◆ **What the task requires**:
Would you transcribe the line that holds "Where can you see the sunflower" and all the lines below it, through the final one, exactly and with nothing else?

[Saved data entries]
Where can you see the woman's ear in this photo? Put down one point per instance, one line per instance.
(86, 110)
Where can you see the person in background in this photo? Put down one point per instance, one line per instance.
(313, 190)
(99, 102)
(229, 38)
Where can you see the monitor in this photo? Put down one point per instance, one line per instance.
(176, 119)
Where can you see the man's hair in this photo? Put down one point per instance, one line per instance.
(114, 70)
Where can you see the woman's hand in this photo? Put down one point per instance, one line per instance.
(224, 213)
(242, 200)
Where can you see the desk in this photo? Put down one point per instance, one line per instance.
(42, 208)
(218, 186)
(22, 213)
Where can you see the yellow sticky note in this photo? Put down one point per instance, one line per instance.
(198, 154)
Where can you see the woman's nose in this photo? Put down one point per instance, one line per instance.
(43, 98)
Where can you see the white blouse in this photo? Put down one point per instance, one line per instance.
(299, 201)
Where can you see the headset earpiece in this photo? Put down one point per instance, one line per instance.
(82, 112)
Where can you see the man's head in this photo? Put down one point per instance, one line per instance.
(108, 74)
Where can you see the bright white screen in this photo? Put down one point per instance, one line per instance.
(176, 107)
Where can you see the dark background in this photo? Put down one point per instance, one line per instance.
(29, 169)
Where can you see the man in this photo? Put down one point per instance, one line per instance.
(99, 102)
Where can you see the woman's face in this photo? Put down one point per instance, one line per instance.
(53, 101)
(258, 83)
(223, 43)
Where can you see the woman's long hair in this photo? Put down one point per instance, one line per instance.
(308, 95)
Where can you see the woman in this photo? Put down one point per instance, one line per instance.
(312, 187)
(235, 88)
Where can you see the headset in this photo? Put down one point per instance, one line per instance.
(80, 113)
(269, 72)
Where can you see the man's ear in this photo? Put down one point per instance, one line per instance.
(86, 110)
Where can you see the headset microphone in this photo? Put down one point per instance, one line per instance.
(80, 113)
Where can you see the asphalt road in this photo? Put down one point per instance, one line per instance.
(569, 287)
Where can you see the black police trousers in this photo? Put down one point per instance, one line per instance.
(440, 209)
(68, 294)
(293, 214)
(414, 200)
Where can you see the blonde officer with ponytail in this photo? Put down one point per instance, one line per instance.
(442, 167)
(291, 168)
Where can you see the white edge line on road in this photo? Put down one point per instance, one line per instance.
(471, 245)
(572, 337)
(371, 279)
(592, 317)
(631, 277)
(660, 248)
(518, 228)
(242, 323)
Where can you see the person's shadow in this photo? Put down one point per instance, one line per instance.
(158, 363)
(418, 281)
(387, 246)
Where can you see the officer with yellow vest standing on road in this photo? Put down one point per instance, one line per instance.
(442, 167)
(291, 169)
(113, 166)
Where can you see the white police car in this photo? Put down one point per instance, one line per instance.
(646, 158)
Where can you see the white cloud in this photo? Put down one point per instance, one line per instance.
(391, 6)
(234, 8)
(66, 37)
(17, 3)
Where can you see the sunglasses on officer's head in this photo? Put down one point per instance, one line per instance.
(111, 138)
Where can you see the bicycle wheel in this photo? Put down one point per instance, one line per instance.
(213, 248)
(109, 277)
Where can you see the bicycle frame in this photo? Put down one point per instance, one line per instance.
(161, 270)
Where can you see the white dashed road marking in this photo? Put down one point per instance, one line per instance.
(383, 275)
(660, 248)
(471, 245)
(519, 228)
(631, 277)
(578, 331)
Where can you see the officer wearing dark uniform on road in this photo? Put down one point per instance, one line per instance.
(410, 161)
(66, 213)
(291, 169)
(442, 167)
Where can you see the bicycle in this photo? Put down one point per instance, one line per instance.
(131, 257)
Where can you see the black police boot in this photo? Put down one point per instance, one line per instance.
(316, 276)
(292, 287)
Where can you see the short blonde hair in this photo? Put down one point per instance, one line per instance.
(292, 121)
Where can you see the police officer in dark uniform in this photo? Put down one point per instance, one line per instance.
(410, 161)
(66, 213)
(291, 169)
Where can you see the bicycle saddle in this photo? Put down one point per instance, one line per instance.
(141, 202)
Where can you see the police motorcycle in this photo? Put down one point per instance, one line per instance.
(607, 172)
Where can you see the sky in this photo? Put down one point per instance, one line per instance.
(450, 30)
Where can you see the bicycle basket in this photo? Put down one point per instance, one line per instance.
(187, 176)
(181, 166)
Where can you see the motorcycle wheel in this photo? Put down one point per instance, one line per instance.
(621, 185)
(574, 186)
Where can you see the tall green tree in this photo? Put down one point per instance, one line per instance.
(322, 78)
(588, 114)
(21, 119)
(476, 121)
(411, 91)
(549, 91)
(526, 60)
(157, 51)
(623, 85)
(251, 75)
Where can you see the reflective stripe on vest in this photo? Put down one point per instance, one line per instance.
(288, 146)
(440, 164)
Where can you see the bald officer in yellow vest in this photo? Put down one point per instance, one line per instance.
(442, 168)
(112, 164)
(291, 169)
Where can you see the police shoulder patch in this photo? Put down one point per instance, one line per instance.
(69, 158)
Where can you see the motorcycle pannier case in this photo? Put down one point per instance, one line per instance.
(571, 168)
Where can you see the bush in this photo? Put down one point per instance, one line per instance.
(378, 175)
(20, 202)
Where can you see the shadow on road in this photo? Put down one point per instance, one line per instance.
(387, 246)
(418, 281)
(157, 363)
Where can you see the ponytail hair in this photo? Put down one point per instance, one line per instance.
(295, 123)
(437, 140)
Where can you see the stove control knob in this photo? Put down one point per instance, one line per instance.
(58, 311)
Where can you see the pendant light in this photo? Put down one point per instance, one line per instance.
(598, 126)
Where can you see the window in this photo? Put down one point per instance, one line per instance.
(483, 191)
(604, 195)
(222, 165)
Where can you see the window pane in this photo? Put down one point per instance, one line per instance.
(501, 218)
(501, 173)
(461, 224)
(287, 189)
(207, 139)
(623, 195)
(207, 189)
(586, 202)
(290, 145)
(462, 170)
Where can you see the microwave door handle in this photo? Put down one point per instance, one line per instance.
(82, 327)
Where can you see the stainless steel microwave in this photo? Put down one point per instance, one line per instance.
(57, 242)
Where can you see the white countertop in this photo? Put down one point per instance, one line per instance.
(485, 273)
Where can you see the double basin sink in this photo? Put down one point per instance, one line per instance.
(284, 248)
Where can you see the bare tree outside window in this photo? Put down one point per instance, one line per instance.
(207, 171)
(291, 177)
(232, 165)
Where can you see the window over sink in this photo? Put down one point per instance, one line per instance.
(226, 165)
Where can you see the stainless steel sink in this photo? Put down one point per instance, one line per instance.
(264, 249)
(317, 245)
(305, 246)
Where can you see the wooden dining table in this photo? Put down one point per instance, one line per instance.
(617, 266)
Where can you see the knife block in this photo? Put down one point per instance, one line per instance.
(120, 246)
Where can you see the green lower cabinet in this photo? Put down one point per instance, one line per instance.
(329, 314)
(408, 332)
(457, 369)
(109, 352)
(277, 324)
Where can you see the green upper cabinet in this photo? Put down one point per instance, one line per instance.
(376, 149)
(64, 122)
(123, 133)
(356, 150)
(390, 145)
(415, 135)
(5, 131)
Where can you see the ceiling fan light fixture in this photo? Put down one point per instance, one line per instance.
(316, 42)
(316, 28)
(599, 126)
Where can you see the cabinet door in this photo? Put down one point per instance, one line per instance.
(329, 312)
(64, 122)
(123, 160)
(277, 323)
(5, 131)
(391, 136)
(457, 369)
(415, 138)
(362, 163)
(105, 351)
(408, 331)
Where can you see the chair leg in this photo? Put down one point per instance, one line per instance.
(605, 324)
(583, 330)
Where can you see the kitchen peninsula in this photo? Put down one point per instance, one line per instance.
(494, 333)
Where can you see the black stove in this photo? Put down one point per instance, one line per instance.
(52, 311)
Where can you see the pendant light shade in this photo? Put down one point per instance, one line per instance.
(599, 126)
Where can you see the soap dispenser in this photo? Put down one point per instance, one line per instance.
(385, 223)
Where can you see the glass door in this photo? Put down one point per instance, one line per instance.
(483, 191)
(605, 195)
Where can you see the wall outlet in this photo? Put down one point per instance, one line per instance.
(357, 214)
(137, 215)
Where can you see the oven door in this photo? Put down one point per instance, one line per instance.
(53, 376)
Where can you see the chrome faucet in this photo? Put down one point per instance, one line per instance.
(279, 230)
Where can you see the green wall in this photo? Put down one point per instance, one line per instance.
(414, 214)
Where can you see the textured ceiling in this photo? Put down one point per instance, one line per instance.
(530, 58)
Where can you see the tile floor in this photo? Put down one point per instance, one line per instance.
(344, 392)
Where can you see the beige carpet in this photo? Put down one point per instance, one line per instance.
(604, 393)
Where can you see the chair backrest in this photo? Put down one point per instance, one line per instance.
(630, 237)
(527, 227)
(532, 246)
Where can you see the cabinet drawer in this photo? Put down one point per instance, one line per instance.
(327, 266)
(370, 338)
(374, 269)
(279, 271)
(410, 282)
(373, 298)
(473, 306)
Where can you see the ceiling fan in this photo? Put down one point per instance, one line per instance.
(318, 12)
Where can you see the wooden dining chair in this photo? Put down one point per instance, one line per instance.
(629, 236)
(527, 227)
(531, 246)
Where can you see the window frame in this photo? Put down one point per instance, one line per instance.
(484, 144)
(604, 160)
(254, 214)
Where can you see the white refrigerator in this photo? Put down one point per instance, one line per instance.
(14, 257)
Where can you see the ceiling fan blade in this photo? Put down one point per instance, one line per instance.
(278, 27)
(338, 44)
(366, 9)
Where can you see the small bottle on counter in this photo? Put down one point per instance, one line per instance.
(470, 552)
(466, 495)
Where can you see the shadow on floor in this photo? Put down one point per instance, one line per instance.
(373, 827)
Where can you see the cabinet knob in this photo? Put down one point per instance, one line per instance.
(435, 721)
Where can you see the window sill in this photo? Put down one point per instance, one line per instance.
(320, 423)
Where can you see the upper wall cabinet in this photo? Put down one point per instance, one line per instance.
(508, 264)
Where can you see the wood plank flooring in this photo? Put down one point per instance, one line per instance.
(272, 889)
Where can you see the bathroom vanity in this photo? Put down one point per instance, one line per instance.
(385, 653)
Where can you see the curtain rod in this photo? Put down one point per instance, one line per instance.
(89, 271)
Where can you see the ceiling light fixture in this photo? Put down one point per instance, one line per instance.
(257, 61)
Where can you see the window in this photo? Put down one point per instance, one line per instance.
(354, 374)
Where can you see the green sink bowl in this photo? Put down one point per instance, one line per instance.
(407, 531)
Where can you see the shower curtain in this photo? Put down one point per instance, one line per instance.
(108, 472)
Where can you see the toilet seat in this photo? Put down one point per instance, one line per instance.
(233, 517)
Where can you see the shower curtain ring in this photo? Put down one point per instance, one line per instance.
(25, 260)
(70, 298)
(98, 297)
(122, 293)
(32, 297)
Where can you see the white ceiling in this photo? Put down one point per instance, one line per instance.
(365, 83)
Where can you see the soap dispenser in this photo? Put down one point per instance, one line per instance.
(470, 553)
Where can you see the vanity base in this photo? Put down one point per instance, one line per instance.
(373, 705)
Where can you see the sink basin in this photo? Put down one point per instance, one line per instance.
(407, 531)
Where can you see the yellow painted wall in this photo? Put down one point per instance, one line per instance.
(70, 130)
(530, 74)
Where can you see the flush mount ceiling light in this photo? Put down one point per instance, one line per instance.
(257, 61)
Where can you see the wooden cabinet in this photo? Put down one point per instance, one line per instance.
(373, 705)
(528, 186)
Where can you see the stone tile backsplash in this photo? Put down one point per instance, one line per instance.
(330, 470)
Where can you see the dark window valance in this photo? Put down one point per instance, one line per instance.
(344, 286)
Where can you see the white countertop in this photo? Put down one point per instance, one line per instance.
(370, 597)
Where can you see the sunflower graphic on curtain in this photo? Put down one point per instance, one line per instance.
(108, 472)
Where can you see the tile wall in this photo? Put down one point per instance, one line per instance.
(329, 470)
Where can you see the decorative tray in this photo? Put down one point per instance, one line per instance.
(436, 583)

◆ **Exercise response**:
Where can you see the sunflower graphic on curtain in this photo? Put down one point per instance, one line per instance.
(108, 472)
Where can you see the tile wall in this photo? Put down one point per instance, one line per instance.
(329, 470)
Where can you see the decorative tray in this photo? Put down one point per instance, one line per instance.
(436, 583)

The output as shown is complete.